-- Saved data entries --
────────

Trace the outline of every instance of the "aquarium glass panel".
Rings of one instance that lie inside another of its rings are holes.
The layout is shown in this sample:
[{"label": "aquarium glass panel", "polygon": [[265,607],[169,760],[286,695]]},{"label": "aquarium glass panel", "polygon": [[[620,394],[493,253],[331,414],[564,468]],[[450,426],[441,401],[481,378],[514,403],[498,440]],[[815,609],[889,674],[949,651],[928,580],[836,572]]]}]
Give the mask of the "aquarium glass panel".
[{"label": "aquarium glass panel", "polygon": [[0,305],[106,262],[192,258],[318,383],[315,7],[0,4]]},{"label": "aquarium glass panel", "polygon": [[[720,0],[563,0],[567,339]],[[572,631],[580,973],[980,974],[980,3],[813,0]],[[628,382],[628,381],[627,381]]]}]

────────

-- WHAT YOU NEED TO DO --
Transcribe every item above verbatim, without changing a single character.

-- SOLUTION FOR THIS PROBLEM --
Trace the outline of every instance of the "aquarium glass panel".
Rings of one instance that lie inside another of its rings are holes.
The layout is shown in this sample:
[{"label": "aquarium glass panel", "polygon": [[265,607],[169,760],[286,695]]},{"label": "aquarium glass panel", "polygon": [[[620,394],[493,253],[331,414],[564,468]],[[450,426],[441,401],[481,378],[514,403],[498,440]],[[815,609],[889,674],[949,651],[928,580],[836,572]]]}]
Give the mask of the "aquarium glass panel".
[{"label": "aquarium glass panel", "polygon": [[0,305],[106,262],[192,258],[318,383],[315,7],[0,4]]},{"label": "aquarium glass panel", "polygon": [[[720,0],[563,0],[567,339]],[[572,631],[580,973],[980,974],[980,3],[813,0]],[[628,382],[628,381],[627,381]]]}]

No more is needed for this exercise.